Which lines in the items below contain the word "glass"? Locate every one and copy it out in full.
———
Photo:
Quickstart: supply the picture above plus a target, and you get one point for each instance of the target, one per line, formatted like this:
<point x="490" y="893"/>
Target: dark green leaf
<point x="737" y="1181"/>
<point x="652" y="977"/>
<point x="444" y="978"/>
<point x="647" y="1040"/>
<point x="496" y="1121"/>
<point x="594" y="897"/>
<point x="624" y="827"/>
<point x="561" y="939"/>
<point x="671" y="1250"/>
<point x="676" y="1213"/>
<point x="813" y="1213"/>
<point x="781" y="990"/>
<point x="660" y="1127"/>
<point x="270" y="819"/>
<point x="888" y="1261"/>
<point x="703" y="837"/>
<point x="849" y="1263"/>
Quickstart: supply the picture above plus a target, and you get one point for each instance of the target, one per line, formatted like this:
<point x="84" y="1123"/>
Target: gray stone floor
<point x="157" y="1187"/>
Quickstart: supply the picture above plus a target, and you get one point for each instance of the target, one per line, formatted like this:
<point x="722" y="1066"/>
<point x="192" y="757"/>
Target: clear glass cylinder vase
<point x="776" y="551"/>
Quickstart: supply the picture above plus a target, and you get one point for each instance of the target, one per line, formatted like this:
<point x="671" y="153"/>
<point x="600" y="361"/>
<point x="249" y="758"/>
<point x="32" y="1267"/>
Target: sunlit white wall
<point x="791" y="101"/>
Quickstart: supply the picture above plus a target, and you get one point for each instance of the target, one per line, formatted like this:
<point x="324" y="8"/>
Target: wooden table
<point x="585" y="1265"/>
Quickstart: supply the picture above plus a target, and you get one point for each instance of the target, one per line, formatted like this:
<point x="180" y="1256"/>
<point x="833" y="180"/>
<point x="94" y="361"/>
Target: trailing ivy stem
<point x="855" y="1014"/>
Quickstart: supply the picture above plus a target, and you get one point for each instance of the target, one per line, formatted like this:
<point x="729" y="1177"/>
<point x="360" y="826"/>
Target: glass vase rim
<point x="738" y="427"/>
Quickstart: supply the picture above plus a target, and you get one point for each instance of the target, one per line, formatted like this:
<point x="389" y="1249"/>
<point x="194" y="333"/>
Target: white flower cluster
———
## Answer to this task
Target: clear glass cylinder vase
Target: glass vase rim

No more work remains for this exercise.